Copy the listing below word for word, leaving out the pictures.
===
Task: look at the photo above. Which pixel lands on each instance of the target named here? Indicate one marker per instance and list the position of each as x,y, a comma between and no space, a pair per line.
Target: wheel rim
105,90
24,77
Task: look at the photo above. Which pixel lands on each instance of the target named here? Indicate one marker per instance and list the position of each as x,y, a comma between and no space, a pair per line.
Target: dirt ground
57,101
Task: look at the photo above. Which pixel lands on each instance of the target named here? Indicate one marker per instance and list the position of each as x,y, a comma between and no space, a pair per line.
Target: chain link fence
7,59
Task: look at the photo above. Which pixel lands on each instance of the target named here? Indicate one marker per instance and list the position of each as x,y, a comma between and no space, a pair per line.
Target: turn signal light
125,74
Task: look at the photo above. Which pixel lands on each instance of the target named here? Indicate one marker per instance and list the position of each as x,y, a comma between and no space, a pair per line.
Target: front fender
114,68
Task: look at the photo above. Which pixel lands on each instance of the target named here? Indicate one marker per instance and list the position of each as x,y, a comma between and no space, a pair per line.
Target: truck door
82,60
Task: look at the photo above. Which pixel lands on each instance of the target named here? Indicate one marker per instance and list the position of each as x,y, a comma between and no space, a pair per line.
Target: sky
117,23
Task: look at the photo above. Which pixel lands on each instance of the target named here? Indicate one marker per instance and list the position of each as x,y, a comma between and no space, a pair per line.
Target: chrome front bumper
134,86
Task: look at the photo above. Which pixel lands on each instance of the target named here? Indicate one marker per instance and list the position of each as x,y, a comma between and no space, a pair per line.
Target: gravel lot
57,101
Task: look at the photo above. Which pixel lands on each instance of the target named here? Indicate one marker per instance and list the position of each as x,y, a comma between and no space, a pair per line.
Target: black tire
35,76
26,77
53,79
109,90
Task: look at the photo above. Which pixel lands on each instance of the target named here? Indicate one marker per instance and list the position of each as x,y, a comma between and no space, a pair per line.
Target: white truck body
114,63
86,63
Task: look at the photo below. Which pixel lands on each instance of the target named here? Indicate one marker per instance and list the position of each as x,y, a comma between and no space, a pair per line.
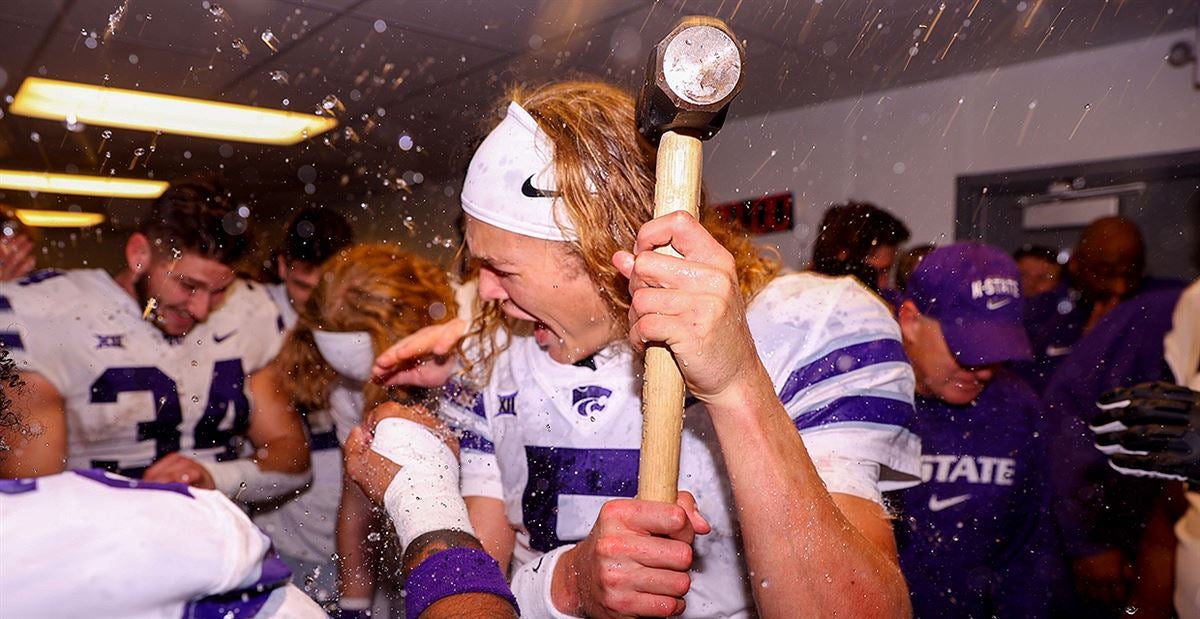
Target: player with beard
===
• _TASK RESULT_
Task: look at the photo above. Which pixel lands on each instance of the target named here? Indicate one marker per instance and list the position of each as x,y, a comma between and no space, a pair per line.
Target: wheel rim
105,90
24,77
Task: look at the photo above. Which pixel lands on each instance of the target named here? Indicate one marker per instance and list the position of each as x,y, a comma between and no space, a pair per line.
Target: dirt ground
57,101
Task: look at the photo above. Which pixel lands on each instance of the target named here? Indicate one marker per instance and list the position of each as x,y, a comma between and no space, a pair per line.
Target: chain link fence
7,59
Task: look at the photo above. Which pixel lands on each instance of the target named here? Indicate one marker per instance and list the position of each as x,y, a comma between and no space, a pair per line.
Target: turn signal light
125,74
Task: look at the photo above. Which pixel lands on each instance of the target named here? Indicate one marker per instance and list the position of each as x,y, a comma between and no space, a pair per line.
Target: front fender
114,68
Task: look at the photo above. Which pixel lands on each instance of the target named here? Indicate one marker per instance and list the position of each as x,y, a comma between and no space, a pair per line.
Target: truck door
82,60
Task: look at the photo above. Which pixel lands on each instance of the target named here? Indicate one marker per instance and list the position of each as x,y, a comma between and no space, a pair per line.
Target: sky
117,23
Task: look at the photo above. Which pixel lands on each instance of the target named here? Indicate one marker per instance and list the position of each as x,y, a comma between and no space, a pair per line.
Target: chrome front bumper
134,86
Task: look at the photo above. Which pixel lands on each instance of the target named here? Indicate one marker per instance and list the position of each as x,y, a comma between and no space, a pair per line.
Target: gravel lot
57,101
Task: look at the photo above. Which pixel lands on each instance of the target named here? Indicate one marker per instance and list the position of each as x,y, a comma between and no space, a pair per line.
Target: black tire
35,76
26,77
53,79
109,90
Task: look at the photo above. Which pixel lands on each instance of the target named here? Indicate one marker per instance and list the position of each as x,y, a comma between and no space, a pair per line.
Target: white truck body
114,63
86,63
Task: look at the photo below. Which pixel lands on each instance of the target named here? Indicate one marker per instance and list the position of each as x,y, a comma between and no space, a pair per line.
Target: player with beard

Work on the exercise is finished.